Written task: Starting at the top of the listing and ending with the line that contains "top-left (0, 352), bottom-right (375, 499)", write the lines out again with "snow-covered" changed to "frozen" and nothing else altered.

Raw records:
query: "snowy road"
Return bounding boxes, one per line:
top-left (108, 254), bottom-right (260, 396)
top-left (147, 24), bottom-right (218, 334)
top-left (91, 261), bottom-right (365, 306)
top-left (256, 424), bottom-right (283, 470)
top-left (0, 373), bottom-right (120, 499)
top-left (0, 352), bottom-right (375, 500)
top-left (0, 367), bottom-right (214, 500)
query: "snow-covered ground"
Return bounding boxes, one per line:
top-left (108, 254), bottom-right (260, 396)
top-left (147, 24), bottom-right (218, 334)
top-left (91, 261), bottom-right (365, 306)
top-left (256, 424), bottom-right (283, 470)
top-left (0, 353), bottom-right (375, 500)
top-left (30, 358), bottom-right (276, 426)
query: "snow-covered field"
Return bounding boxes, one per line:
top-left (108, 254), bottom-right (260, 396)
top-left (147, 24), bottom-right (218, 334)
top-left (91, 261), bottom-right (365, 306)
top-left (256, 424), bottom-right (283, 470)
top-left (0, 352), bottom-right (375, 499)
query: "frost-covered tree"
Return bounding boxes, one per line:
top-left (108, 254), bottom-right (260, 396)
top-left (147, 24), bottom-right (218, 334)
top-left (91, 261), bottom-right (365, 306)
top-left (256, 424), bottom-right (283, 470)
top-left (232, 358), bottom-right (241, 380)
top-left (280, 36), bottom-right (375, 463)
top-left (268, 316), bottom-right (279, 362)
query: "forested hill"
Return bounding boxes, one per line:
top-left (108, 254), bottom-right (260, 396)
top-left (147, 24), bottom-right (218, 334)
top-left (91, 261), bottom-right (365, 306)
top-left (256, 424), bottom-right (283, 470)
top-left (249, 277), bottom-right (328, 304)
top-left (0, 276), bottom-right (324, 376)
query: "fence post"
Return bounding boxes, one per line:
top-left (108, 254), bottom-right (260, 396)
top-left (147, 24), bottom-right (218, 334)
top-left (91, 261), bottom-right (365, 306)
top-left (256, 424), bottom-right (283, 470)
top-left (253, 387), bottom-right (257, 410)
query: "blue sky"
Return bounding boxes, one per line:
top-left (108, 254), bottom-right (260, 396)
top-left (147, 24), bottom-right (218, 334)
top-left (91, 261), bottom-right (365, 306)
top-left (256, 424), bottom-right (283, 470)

Output for this task:
query: "snowy road"
Return bounding boxes, one per line:
top-left (108, 254), bottom-right (260, 396)
top-left (147, 24), bottom-right (218, 334)
top-left (91, 261), bottom-right (365, 306)
top-left (256, 424), bottom-right (283, 470)
top-left (0, 373), bottom-right (120, 499)
top-left (0, 352), bottom-right (375, 500)
top-left (0, 367), bottom-right (214, 500)
query: "frozen ground"
Return bounding boxes, one per line:
top-left (108, 254), bottom-right (260, 396)
top-left (147, 24), bottom-right (218, 334)
top-left (91, 261), bottom-right (365, 306)
top-left (256, 424), bottom-right (283, 470)
top-left (0, 353), bottom-right (375, 500)
top-left (30, 358), bottom-right (276, 426)
query: "frozen field"
Return bounding boxes, one per line:
top-left (108, 254), bottom-right (260, 396)
top-left (147, 24), bottom-right (218, 334)
top-left (91, 261), bottom-right (365, 306)
top-left (256, 424), bottom-right (283, 470)
top-left (0, 352), bottom-right (375, 499)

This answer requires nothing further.